→ **Requirements**
Write out the part of the passage about Abraham Woodhull that opens with the words containing "I think the" and closes with "coat inside out.", copying it word for word.

→ **Document segment**

begin

I think the title refers to the whole Redcoat / Bluecoat / Turncoat thing, which I had never quite considered in such a literal way before, as though you would literally turn your reversible coat inside out.

Abraham Woodhull (aka Samuel Culpepper, abbreviated "Culper" because hey, handwriting and paper shortages) is a cabbage farmer from Setauket, Long Island.  His father Richard Woodhull is the magistrate (judge) and a close personal friend of the garrison commander, Major Hewlett.  Richard is a loyal King's man through and through, a peaceful and generally wise man.  Major Hewlett is honest but thick, and keeps getting manipulated by the true villain of Setauket, a Welsh officer (and freaking psychopath) named Simcoe.

Abraham and his father have regular business dealings in New York, where the British Army has its headquarters.  They sell produce and meat to the soldiers -- not directly, but by contract to the quartermasters, who apparently then mark it up (illegally, of course) and profit when they re-sell it to their own commanders.  There's a level of corruption that seems to be taken for granted by all involved, unless they are devout Christians.  Abraham's understanding of, and willingness to engage with, this corruption is one of the things that sets him apart from his father.  Another is that he is a serious patriot, although he doesn't want to leave his wife Mary (an arranged marriage) and his tiny son behind to join the Continental Army.  He's not a big tough guy, and while he's kind of a hothead, he's never killed anyone.

end

Rows from a pointing dataset
begin

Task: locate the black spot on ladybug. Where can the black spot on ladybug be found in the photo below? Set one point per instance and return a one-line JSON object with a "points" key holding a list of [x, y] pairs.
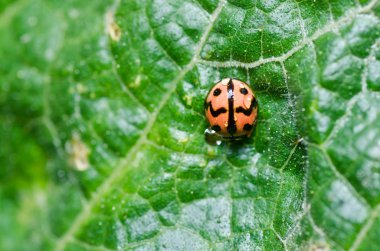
{"points": [[231, 129], [243, 91], [215, 113], [216, 128], [217, 92], [247, 127]]}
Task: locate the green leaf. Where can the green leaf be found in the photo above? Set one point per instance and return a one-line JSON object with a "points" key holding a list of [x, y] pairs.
{"points": [[101, 125]]}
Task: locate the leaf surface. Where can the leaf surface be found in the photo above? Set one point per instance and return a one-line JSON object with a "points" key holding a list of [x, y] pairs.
{"points": [[102, 125]]}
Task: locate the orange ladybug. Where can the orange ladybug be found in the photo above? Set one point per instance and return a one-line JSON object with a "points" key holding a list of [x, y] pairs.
{"points": [[231, 109]]}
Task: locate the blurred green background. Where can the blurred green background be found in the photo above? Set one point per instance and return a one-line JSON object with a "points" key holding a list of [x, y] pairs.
{"points": [[101, 125]]}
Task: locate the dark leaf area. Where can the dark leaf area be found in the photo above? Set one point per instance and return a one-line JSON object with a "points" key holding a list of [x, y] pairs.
{"points": [[102, 127]]}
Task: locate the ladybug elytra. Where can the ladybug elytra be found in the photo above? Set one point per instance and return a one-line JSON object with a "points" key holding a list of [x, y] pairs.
{"points": [[231, 109]]}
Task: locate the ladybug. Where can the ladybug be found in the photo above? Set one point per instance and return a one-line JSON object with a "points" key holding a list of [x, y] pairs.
{"points": [[231, 109]]}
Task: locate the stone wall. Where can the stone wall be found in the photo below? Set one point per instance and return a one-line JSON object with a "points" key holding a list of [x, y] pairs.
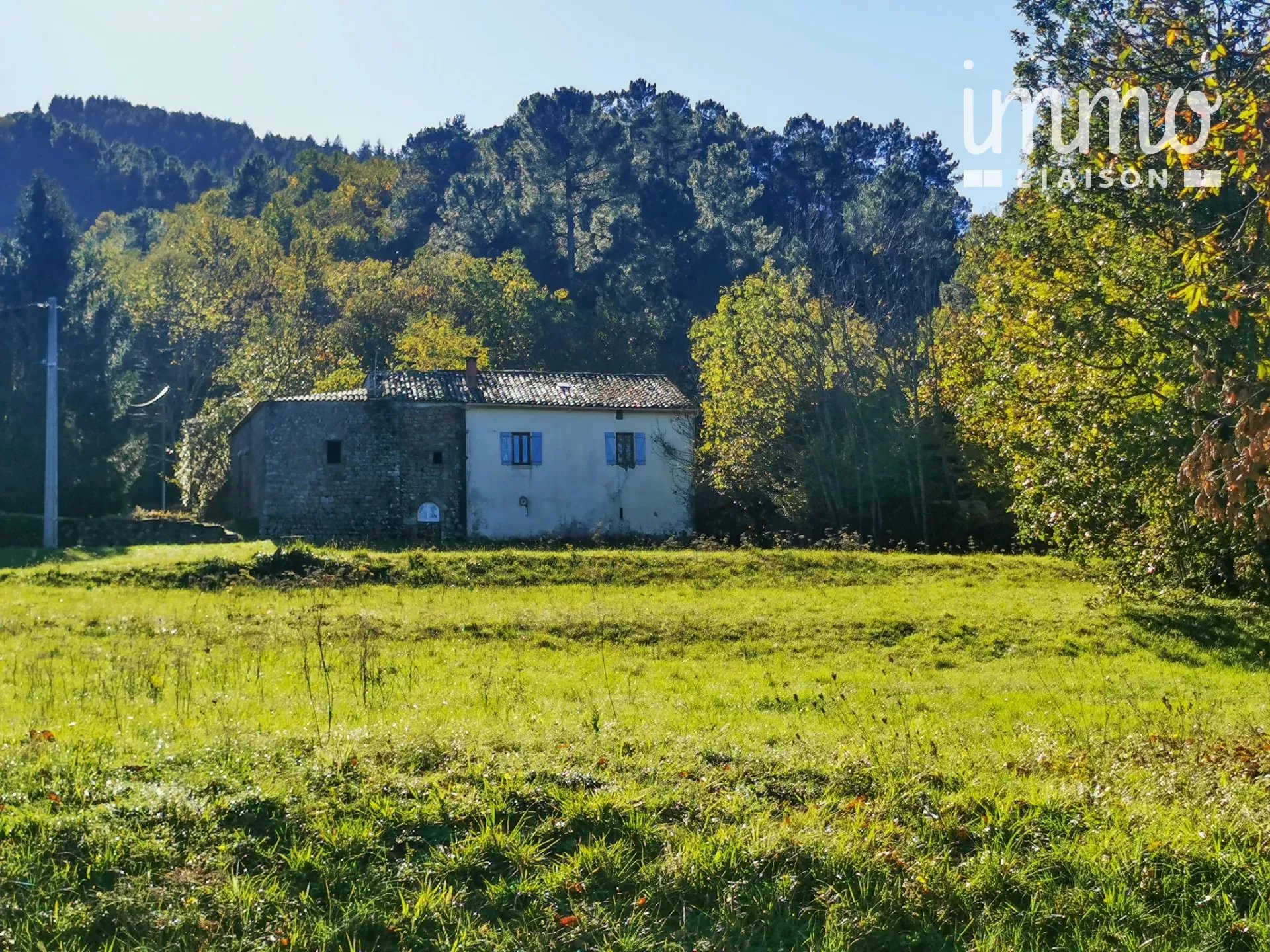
{"points": [[281, 483]]}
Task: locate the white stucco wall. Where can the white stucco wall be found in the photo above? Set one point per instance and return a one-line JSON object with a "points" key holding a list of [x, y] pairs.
{"points": [[573, 493]]}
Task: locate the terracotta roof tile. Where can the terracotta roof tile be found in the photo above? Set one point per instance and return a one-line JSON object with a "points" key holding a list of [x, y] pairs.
{"points": [[628, 391]]}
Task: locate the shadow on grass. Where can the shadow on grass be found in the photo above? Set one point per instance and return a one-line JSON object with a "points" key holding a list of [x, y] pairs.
{"points": [[1236, 633], [19, 557]]}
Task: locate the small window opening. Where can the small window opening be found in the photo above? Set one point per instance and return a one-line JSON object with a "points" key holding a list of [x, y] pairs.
{"points": [[521, 450], [626, 451]]}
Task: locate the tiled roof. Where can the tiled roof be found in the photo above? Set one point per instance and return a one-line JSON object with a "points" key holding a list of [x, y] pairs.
{"points": [[625, 391], [360, 394]]}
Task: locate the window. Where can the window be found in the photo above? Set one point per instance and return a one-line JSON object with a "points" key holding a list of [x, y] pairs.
{"points": [[625, 450], [521, 448]]}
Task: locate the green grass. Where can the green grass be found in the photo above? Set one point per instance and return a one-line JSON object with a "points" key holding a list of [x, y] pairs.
{"points": [[622, 749]]}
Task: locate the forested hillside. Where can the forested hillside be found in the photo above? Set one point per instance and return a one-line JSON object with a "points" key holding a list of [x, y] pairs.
{"points": [[587, 231], [111, 155], [1093, 358]]}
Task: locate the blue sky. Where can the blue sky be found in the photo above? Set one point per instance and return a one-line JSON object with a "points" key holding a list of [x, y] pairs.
{"points": [[382, 69]]}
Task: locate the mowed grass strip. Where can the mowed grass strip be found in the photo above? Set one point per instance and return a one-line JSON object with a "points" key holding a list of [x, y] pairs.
{"points": [[727, 750]]}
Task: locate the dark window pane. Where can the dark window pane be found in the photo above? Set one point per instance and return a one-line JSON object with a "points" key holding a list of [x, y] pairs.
{"points": [[626, 450], [521, 450]]}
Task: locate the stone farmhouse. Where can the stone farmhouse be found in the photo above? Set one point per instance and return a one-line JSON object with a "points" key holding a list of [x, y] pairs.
{"points": [[466, 455]]}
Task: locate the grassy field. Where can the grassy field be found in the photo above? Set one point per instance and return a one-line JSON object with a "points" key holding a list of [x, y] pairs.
{"points": [[237, 748]]}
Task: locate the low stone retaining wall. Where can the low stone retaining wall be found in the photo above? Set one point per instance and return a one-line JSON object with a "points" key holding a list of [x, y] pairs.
{"points": [[27, 531]]}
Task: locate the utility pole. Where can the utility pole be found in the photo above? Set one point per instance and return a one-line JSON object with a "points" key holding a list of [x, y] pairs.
{"points": [[51, 432]]}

end

→ **Task answer**
I think the title refers to the whole Redcoat / Bluecoat / Turncoat thing, which I had never quite considered in such a literal way before, as though you would literally turn your reversible coat inside out.